**Natural language region descriptions**:
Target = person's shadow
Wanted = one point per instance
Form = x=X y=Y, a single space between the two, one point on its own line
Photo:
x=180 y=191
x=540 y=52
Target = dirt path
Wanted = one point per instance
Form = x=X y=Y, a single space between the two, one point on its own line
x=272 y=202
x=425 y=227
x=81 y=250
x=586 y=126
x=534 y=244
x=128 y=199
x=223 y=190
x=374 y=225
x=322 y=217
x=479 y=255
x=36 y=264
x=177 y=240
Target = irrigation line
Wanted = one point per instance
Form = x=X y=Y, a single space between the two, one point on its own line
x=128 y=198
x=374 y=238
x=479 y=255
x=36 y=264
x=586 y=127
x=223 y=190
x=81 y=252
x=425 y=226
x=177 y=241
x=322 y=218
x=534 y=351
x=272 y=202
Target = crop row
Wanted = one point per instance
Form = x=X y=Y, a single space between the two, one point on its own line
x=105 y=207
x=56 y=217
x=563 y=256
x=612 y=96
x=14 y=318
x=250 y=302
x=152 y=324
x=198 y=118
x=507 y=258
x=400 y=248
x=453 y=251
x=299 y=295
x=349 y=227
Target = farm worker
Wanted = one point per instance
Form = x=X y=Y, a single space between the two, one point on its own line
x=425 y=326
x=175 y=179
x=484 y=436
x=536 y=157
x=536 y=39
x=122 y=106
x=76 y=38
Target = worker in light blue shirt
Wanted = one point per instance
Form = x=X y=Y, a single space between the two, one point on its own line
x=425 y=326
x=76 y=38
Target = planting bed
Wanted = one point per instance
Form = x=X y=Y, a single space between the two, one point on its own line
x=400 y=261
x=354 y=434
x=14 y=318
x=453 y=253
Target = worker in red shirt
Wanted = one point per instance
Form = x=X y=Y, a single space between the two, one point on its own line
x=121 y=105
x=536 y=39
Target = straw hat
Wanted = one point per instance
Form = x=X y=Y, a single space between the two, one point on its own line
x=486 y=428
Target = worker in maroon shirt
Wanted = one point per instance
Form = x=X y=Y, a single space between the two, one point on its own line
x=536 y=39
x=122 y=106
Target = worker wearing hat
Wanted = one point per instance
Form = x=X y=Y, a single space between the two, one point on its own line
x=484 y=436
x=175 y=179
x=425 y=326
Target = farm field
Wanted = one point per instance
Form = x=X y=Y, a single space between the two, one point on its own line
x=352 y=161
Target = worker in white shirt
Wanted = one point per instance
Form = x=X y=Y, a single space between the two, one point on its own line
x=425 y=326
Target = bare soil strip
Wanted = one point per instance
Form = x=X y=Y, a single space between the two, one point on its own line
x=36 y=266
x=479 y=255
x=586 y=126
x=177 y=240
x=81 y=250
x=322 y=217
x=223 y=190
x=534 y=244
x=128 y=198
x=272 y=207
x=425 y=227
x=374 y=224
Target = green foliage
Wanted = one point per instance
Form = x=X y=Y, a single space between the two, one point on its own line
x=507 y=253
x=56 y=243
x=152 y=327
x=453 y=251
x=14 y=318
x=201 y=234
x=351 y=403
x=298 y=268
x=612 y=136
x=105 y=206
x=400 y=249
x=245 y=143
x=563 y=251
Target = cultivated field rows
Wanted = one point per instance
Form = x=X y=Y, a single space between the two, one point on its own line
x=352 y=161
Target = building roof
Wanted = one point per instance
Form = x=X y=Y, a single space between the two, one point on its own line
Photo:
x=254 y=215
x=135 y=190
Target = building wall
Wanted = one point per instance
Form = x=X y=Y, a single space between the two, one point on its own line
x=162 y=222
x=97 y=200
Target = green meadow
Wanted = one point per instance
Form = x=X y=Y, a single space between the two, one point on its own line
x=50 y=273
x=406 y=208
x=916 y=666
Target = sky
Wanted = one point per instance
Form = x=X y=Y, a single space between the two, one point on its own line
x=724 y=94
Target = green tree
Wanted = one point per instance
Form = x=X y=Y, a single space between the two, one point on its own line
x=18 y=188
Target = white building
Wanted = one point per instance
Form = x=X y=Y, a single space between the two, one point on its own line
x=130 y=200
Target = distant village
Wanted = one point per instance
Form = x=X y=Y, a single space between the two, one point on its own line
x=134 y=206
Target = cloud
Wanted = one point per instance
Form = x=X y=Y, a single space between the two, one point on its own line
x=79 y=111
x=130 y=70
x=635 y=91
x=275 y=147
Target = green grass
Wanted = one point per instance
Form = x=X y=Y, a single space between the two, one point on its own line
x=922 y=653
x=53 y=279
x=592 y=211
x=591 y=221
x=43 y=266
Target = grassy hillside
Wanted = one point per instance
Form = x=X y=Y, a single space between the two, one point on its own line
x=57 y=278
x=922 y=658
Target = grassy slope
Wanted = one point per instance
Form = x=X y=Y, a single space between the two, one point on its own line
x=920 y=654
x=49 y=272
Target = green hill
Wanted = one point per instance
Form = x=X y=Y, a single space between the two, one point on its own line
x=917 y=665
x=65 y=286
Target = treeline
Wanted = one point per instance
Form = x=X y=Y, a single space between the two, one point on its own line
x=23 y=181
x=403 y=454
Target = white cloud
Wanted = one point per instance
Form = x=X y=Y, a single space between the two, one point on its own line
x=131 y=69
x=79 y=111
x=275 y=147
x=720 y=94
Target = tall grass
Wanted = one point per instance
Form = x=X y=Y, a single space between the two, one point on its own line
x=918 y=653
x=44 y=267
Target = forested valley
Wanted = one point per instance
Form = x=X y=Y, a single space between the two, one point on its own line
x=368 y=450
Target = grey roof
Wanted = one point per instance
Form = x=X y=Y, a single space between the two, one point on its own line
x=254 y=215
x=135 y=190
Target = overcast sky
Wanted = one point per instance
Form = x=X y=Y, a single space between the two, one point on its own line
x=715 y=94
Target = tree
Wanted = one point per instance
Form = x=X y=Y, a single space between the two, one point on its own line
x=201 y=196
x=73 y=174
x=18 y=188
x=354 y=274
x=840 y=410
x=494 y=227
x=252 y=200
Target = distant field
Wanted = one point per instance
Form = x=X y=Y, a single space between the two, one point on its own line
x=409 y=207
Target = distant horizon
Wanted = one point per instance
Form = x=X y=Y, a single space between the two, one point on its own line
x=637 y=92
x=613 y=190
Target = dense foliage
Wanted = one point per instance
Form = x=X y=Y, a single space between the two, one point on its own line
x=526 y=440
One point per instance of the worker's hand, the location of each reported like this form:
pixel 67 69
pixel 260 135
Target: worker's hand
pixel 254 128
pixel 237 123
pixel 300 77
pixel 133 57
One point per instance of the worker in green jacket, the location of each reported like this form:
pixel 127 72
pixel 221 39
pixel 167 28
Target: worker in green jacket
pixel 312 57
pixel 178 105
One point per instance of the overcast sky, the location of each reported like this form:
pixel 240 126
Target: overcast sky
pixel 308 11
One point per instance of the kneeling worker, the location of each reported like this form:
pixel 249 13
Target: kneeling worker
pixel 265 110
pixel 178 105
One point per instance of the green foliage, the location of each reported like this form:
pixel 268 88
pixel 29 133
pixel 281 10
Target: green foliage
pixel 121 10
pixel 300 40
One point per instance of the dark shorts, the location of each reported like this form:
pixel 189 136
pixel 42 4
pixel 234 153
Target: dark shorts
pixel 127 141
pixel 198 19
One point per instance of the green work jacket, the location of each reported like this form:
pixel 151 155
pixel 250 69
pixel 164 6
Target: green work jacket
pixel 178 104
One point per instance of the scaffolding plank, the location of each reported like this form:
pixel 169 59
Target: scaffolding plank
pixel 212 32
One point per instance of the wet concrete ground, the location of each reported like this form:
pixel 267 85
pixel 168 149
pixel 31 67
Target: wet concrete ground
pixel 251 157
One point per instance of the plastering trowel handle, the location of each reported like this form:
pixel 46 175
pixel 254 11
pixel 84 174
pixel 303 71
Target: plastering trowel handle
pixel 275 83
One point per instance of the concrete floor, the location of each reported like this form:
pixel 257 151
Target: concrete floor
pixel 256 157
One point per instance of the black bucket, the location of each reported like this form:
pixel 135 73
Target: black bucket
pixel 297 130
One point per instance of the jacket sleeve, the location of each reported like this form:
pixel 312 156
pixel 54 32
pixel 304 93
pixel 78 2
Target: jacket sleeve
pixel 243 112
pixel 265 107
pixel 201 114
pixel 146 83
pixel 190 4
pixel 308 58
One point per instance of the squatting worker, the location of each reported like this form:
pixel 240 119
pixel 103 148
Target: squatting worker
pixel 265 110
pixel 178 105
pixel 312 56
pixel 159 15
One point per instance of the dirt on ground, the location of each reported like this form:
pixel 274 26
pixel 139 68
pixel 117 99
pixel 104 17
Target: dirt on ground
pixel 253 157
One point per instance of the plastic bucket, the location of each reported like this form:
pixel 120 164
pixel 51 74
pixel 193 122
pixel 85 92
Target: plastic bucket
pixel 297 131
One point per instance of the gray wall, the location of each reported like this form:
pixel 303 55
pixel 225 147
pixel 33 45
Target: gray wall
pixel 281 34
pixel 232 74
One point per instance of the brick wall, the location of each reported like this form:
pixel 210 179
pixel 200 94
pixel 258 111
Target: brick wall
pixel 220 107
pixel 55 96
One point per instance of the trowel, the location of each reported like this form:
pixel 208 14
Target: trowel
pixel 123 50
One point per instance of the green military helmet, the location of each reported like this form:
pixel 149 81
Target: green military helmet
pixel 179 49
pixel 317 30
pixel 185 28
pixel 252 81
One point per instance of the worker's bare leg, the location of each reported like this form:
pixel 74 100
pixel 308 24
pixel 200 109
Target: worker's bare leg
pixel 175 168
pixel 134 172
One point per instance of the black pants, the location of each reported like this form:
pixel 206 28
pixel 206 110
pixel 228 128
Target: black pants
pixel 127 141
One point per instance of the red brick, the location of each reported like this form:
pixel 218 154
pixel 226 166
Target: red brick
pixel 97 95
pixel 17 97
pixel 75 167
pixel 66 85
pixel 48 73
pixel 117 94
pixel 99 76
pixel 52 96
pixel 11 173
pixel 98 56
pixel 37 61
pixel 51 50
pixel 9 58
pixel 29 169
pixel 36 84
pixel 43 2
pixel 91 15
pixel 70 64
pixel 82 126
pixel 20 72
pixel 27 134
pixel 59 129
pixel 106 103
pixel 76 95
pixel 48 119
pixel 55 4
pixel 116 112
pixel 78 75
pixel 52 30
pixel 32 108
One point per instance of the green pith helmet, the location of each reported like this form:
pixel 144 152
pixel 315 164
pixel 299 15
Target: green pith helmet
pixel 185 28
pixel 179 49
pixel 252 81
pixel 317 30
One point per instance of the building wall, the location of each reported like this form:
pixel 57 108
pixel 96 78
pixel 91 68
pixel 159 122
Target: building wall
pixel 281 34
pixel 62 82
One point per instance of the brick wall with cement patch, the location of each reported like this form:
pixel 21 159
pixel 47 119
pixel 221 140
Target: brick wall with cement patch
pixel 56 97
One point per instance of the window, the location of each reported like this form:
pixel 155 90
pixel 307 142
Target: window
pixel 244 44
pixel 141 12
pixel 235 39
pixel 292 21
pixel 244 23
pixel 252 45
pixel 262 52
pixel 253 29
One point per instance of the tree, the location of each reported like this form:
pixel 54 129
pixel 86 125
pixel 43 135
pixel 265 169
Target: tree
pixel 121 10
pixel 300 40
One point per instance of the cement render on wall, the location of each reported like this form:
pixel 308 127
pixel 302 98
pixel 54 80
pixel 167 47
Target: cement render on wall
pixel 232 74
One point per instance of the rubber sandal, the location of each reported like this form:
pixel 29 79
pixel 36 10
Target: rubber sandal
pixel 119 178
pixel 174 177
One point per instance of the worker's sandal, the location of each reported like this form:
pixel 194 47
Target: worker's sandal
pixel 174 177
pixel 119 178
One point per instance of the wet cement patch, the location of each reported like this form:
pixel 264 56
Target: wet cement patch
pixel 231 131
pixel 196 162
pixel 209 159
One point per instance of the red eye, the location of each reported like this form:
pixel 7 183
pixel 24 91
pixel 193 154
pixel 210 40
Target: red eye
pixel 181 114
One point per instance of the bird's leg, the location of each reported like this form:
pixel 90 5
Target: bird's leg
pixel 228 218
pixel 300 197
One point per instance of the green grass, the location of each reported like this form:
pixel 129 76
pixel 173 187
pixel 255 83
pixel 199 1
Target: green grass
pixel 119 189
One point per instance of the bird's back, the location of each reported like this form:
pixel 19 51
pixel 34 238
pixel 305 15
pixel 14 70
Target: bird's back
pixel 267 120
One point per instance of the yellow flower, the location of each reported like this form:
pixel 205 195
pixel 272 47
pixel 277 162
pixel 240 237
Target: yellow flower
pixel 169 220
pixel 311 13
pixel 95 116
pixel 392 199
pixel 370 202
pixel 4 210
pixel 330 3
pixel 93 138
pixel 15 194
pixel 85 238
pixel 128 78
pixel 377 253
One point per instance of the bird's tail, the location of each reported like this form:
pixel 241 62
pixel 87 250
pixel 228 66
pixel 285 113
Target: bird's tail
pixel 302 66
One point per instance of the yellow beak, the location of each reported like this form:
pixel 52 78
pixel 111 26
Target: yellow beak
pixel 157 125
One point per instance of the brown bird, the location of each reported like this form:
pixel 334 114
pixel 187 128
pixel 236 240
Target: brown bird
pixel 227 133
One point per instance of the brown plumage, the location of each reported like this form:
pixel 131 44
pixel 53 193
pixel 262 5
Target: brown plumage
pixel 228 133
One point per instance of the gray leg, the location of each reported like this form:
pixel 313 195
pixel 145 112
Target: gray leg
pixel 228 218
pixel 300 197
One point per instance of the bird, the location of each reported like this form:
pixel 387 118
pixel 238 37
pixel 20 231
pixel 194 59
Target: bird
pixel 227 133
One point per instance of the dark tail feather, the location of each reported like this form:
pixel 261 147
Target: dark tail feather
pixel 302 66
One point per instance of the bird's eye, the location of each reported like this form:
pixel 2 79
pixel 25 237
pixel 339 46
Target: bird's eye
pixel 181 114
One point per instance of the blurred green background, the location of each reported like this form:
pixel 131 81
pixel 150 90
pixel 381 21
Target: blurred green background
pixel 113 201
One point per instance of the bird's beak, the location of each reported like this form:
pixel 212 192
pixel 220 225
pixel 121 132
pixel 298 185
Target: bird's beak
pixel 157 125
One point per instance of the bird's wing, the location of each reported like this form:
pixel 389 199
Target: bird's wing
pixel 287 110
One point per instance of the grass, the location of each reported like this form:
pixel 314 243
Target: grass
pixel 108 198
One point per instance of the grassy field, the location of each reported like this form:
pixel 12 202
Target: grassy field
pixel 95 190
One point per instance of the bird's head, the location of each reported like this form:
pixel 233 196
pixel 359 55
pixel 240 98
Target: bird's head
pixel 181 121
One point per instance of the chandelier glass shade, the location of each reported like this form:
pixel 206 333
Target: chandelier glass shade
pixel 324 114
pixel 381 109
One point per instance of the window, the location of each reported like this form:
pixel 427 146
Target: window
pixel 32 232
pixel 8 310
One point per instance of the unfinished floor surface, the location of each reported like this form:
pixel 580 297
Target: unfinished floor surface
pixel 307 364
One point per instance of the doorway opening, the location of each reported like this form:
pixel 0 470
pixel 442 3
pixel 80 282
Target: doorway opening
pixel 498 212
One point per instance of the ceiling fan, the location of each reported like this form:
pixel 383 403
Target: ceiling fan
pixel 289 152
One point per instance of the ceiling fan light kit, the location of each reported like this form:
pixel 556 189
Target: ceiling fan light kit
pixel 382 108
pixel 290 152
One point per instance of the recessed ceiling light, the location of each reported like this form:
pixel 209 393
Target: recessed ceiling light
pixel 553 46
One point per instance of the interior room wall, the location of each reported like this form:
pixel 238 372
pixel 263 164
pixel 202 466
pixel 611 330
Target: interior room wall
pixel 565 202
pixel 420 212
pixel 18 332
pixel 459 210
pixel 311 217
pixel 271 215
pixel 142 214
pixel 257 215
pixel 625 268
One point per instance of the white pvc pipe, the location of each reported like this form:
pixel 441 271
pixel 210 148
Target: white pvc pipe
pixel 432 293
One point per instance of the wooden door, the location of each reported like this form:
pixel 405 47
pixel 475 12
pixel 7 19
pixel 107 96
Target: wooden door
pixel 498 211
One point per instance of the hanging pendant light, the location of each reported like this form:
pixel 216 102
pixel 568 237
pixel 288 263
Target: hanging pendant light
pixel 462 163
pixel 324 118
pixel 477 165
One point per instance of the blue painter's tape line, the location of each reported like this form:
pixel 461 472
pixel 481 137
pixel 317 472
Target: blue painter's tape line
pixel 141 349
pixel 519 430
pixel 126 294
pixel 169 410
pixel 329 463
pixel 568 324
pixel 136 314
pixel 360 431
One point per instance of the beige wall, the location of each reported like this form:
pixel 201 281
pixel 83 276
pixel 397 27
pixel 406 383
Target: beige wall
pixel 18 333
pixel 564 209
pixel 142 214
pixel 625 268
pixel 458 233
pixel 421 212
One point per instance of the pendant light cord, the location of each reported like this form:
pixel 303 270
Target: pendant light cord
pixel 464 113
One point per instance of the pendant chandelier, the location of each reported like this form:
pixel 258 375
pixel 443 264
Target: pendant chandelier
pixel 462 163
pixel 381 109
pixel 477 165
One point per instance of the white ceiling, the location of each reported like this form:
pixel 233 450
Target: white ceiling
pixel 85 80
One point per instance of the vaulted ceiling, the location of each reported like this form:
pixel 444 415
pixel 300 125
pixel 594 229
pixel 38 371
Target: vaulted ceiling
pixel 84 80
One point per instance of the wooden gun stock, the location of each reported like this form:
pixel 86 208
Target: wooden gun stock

**EXERCISE OBJECTIVE**: Using the entries above, return each line that includes the word "stock".

**EXERCISE SOLUTION**:
One point per instance of the wooden gun stock, the location of each reported like this form:
Target: wooden gun stock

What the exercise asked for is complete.